▶ **SUPPLIED MATERIAL**
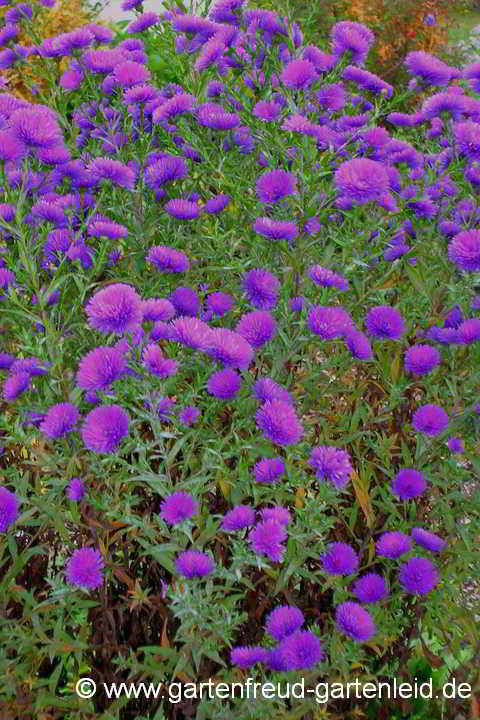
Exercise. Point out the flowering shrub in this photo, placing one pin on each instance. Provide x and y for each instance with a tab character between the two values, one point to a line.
240	347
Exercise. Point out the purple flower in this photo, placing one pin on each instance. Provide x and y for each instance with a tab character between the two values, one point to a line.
100	367
257	327
370	588
283	621
185	301
456	445
76	489
269	470
331	463
194	563
177	507
266	539
117	308
275	185
230	348
8	509
224	384
189	415
384	321
430	419
156	363
359	345
246	656
112	170
182	209
279	423
85	568
59	420
240	517
393	544
329	322
354	621
362	180
167	259
298	74
104	428
261	288
409	483
421	359
327	278
464	250
220	303
418	576
275	229
428	540
340	559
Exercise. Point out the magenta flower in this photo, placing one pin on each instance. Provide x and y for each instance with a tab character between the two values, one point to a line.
104	428
85	568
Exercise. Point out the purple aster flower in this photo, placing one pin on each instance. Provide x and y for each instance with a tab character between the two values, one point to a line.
100	367
329	322
421	359
279	423
104	428
267	389
340	559
266	539
76	489
177	507
358	344
156	363
275	185
275	229
261	288
14	385
429	68
456	444
220	303
85	568
418	576
240	517
428	540
224	384
393	544
8	509
300	650
157	309
327	278
189	415
230	348
217	204
464	250
370	588
384	321
354	621
331	463
194	563
167	259
362	180
117	308
185	301
298	74
246	656
430	419
257	327
59	420
409	483
269	470
353	37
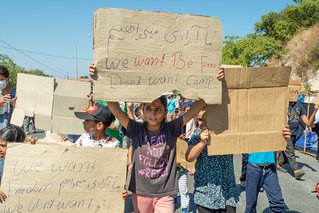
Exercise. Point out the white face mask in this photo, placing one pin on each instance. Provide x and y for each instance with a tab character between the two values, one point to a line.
3	84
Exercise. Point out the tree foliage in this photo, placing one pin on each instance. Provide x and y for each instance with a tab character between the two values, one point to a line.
285	24
14	69
274	30
250	51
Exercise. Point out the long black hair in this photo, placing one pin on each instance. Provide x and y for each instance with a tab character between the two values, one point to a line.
12	133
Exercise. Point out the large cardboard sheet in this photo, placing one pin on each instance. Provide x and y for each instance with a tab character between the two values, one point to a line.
53	178
52	102
253	112
141	55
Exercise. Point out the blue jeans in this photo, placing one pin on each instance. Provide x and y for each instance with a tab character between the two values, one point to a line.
266	177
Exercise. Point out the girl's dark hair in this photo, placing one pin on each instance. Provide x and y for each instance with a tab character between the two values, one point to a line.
12	133
4	71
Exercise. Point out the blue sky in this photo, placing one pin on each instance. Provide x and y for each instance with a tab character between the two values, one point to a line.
52	27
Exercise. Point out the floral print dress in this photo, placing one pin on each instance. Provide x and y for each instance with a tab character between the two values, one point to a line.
215	184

▶ **EXERCISE AIM**
Set the entire listing down again, exact in every line, without any pictures.

▶ **COMPLETED TASK**
Exercise. Point out the flowering shrub in this photo, placing one pin on each instance. Provide x and y for each instance with a tab character between the two values, one point to a line.
240	347
Exercise. Point out the purple flower in this photo, placing one pin on each instance. Provide x and y for each instance with a tab character between the two values, one point to a line.
100	367
257	327
370	588
283	621
185	301
456	445
76	489
269	470
331	463
194	563
177	507
266	539
117	308
275	185
230	348
8	509
224	384
189	415
384	321
430	419
156	363
359	345
246	656
112	170
182	209
279	423
85	568
59	420
240	517
393	544
329	322
354	621
362	180
167	259
298	74
104	428
261	288
409	483
421	359
327	278
464	250
220	303
418	576
275	229
428	540
340	559
Exercise. Point out the magenta flower in this photo, placing one pin on each instance. Provide x and y for each instance with a tab character between the two values, one point to a line.
104	428
85	568
Exercise. Point out the purple aster flower in this photo, placing one pin on each instance. Provide x and y for each instance with a tab character between the two values, one point to a line.
100	367
329	322
421	359
279	423
104	428
267	389
340	559
266	539
76	489
177	507
358	344
156	363
275	185
275	229
261	288
14	385
429	68
456	444
220	303
85	568
418	576
240	517
428	540
224	384
393	544
8	509
300	650
157	309
327	278
189	415
230	348
217	204
464	250
370	588
384	321
354	621
331	463
194	563
167	259
362	180
117	308
185	301
298	74
246	656
430	419
257	327
59	420
409	483
269	470
353	37
Exercise. Point out the white face mask in this photo, placing one pin on each instance. Provide x and y for each instance with a tab character between the two values, one point to a line.
3	84
Exercise. Point out the tree foliage in this photo, placing one pin on each instance. Provide x and y for each instance with a tab character between the two values, one point to a line.
285	24
14	69
274	30
250	51
Exercise. Point out the long black hair in this photo, placing one pin on each instance. Provide x and y for each instance with a tab character between the two values, one point to a line.
12	133
Exercise. Point out the large cardboard sheet in this photo, placing one pin on each instance. Provide x and y for each instance with a tab character between the two values, one point to a line.
53	178
52	102
253	112
141	55
Exercise. Point out the blue jeans in this photo, placing one pin on each instance. Provide x and y for each instance with a tab character between the two values, one point to a line.
266	177
Exercise. Point out the girl's dark hair in this photo, placing one pin on each instance. Provide x and y for each instance with a tab character between the two values, one point to a line.
12	133
4	71
Exercise. Point out the blue sky in this photo, placing one pin on each instance. Provide x and y for each instance with a tab character between the two values, one point to a line.
52	27
Exercise. Point out the floral print dress in this photo, placing one pin on each instance. Provide x and y for each instance with a tab character between the two values, one point to a line.
215	184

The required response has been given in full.